TASK BRIEF:
Copy out the data below verbatim.

Stored items from a collection
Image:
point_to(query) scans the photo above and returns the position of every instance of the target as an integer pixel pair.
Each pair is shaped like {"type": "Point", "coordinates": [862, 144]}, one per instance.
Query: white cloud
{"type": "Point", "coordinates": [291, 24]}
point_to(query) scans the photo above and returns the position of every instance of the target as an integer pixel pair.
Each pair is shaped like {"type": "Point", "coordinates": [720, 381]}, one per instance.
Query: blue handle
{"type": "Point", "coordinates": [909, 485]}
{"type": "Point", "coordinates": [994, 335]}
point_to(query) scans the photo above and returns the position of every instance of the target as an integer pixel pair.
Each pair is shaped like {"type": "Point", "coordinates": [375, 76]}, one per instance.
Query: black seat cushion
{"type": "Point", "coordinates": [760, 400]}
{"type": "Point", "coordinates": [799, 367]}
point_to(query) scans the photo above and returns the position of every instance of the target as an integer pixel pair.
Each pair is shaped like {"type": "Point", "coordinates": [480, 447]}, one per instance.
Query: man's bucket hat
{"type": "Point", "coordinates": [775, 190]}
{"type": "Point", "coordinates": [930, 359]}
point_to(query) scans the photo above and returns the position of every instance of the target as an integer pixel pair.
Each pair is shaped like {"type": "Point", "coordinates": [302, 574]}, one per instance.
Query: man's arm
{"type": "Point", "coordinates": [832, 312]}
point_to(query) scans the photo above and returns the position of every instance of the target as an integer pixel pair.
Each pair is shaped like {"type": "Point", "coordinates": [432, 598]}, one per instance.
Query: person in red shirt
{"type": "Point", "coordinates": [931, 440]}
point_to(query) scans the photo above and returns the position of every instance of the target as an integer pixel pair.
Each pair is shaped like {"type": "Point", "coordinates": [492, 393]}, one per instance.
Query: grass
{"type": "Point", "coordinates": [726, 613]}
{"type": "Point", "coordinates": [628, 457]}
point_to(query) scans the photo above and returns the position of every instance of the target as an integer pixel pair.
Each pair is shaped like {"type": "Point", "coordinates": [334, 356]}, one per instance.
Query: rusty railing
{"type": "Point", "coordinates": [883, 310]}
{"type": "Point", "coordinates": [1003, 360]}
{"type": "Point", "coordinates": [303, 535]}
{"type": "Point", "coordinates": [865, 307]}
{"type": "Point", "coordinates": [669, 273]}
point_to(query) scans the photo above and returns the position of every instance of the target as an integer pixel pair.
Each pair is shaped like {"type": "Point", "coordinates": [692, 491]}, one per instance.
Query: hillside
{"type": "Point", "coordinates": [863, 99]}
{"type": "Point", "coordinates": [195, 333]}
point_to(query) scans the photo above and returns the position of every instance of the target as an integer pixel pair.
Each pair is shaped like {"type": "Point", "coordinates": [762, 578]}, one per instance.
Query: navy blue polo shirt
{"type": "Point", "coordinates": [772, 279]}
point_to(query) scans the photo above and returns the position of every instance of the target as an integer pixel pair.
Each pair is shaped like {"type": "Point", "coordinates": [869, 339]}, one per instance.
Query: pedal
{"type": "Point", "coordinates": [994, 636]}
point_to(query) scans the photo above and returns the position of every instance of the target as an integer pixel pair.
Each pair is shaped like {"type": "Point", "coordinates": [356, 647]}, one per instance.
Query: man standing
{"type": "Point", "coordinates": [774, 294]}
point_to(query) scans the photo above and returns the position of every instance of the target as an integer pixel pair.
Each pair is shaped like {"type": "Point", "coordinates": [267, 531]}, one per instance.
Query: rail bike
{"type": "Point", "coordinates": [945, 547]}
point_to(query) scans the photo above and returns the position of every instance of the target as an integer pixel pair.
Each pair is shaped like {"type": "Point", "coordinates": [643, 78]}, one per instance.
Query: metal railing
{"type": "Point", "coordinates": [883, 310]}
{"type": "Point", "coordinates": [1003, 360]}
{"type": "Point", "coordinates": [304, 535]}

RESULT OF THIS TASK:
Image:
point_to(query) scans the photo above and returns the position of every instance of the target as an integer pixel pair.
Each pair is shaped like {"type": "Point", "coordinates": [862, 144]}, one per instance.
Query: white cloud
{"type": "Point", "coordinates": [291, 24]}
point_to(query) scans the photo above and returns the position of every instance of the target as an integer pixel pair.
Each pair is shaped like {"type": "Point", "coordinates": [720, 381]}, one per instance.
Query: blue handle
{"type": "Point", "coordinates": [909, 485]}
{"type": "Point", "coordinates": [994, 335]}
point_to(query) scans the photo above and returns the position of every instance of the target as an integer pixel pair.
Each pair is shaped like {"type": "Point", "coordinates": [375, 76]}, one per instance.
Query: black seat cushion
{"type": "Point", "coordinates": [760, 400]}
{"type": "Point", "coordinates": [799, 367]}
point_to(query) scans the photo above and returns the position of every instance of the target as an integer pixel pair.
Each pair is shaped like {"type": "Point", "coordinates": [480, 447]}, one per instance.
Query: man's bucket hat
{"type": "Point", "coordinates": [775, 190]}
{"type": "Point", "coordinates": [930, 359]}
point_to(query) scans the photo above and returns the position of every instance of the target as an integer pixel pair.
Each pair is shaped like {"type": "Point", "coordinates": [302, 574]}, one per instance.
Query: man's arm
{"type": "Point", "coordinates": [832, 312]}
point_to(query) scans the photo above and returns the position of every instance of the target as an integer pixel pair.
Each pair is shaped like {"type": "Point", "coordinates": [432, 598]}, one per instance.
Query: person in red shirt
{"type": "Point", "coordinates": [931, 440]}
point_to(query) scans the photo above and returns the position of every instance of the target as an integer pixel pair.
Each pair is shaped like {"type": "Point", "coordinates": [492, 393]}, one per instance.
Query: grass
{"type": "Point", "coordinates": [726, 613]}
{"type": "Point", "coordinates": [628, 457]}
point_to(query) scans the photo above and returns the position of every instance of the target as an integer pixel pair.
Each pair is shaped like {"type": "Point", "coordinates": [334, 356]}, one per instance.
Query: rusty railing
{"type": "Point", "coordinates": [883, 310]}
{"type": "Point", "coordinates": [1003, 360]}
{"type": "Point", "coordinates": [303, 535]}
{"type": "Point", "coordinates": [865, 307]}
{"type": "Point", "coordinates": [669, 273]}
point_to(query) scans the photo above and returns the position of every instance of the target as an integer pixel pair.
Each pair is shaped like {"type": "Point", "coordinates": [692, 491]}, one per instance.
Query: hillside
{"type": "Point", "coordinates": [863, 99]}
{"type": "Point", "coordinates": [195, 333]}
point_to(query) scans the photo above and returns the position of every instance of the target as an integer pixel pair.
Each pair is shaped like {"type": "Point", "coordinates": [762, 578]}, one per instance.
Query: navy blue polo shirt
{"type": "Point", "coordinates": [772, 279]}
point_to(query) scans the photo above and returns the position of every instance of the target as an integer pixel pair.
Each pair is shaped like {"type": "Point", "coordinates": [869, 339]}, one per instance.
Query: pedal
{"type": "Point", "coordinates": [994, 636]}
point_to(query) scans the photo above and returns the position of every instance of the target as an integer pixel pair.
Each pair is shaped like {"type": "Point", "coordinates": [356, 647]}, one per instance.
Query: man standing
{"type": "Point", "coordinates": [774, 294]}
point_to(query) scans the photo above and returns the position of every instance of the target as an integer pixel pair.
Each pair is shaped like {"type": "Point", "coordinates": [267, 531]}, one per instance.
Query: rail bike
{"type": "Point", "coordinates": [945, 547]}
point_to(query) scans the photo above and returns the position of every instance of the target as an integer pixel pair.
Each pair is shaped like {"type": "Point", "coordinates": [643, 78]}, one per instance.
Query: metal railing
{"type": "Point", "coordinates": [883, 310]}
{"type": "Point", "coordinates": [1003, 360]}
{"type": "Point", "coordinates": [304, 535]}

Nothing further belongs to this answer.